**Supplied material**
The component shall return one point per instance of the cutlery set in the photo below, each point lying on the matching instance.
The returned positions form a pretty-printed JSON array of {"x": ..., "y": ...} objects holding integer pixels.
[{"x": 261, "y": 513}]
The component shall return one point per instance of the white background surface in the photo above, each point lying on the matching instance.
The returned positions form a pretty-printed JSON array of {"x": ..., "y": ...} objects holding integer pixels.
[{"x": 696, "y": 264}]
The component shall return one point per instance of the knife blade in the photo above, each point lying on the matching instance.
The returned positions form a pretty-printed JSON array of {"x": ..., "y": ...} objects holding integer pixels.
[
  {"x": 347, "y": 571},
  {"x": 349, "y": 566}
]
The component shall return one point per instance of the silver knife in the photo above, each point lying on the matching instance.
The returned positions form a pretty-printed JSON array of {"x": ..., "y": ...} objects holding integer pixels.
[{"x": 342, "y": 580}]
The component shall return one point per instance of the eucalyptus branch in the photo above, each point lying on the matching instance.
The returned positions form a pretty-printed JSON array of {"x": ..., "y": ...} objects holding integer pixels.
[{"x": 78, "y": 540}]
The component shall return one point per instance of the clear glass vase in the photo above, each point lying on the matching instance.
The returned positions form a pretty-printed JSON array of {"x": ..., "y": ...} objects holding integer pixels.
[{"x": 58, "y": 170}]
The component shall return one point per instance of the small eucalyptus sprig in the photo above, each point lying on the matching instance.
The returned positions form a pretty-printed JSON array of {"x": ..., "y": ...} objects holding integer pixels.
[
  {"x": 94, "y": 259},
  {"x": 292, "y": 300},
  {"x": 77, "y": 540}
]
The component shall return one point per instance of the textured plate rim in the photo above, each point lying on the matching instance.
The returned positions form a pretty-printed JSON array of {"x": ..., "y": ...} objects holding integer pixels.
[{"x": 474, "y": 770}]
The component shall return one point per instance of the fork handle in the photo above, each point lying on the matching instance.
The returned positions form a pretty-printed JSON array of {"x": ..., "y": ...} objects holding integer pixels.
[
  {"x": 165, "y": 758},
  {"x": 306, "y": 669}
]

**What is being asked**
Copy every line of the material, please, keeping it exactly the same.

**Problem solution**
The component shall return one point per instance of the cutlery set in the photo below, each point lying on the matching instance.
The returned positions form a pretty-printed JSON array of {"x": ..., "y": ...} objects holding integer pixels.
[{"x": 261, "y": 513}]
The component shall return one point per instance of the white background surface in the photo above, each point lying on the matching instance.
The returned positions form a pretty-printed JSON array of {"x": ..., "y": ...} objects holding integer pixels.
[{"x": 696, "y": 264}]
The component shall return one point per instance of the knife blade in the photo above, each point lying on the matching instance.
The returned positions form a pretty-printed JSON array of {"x": ..., "y": ...} objects holding integer pixels.
[
  {"x": 347, "y": 571},
  {"x": 349, "y": 566}
]
The component shall return one point per instance of the silver knife in the photo above, each point lying on the matching instance.
The returned positions form a pretty-printed JSON array of {"x": ..., "y": ...} objects holding integer pixels.
[{"x": 342, "y": 580}]
The component shall return one point per instance of the eucalyptus branch in the photo above, each point lying on the matching instance.
The returned positions form a pretty-printed JSON array of {"x": ..., "y": ...} objects holding integer pixels.
[{"x": 78, "y": 540}]
The component shall return one point per instance of the clear glass vase in the photo above, each point lying on the matching instance.
The returned positions form a pretty-printed JSON array of {"x": ..., "y": ...} objects holding integer pixels.
[{"x": 58, "y": 170}]
The component shall return one point per instance of the small eucalyptus sprig in the photo above, each point lying on the matching instance.
The returned positions form a pretty-printed JSON array of {"x": ..., "y": ...} objects holding integer pixels.
[
  {"x": 94, "y": 259},
  {"x": 292, "y": 300},
  {"x": 77, "y": 540}
]
The component shall return one point per instance of the textured plate rim in the photo above, each point lying on the matching instance.
The returned positions form a pretty-printed JSON array of {"x": ..., "y": ...} objects holding integer pixels.
[{"x": 474, "y": 770}]
The component shall return one point per instance of the fork handle in the photo above, each point lying on the matching instance.
The returned positions form a pretty-printed JSON array of {"x": ..., "y": ...} objects holding integer pixels.
[
  {"x": 165, "y": 758},
  {"x": 306, "y": 669}
]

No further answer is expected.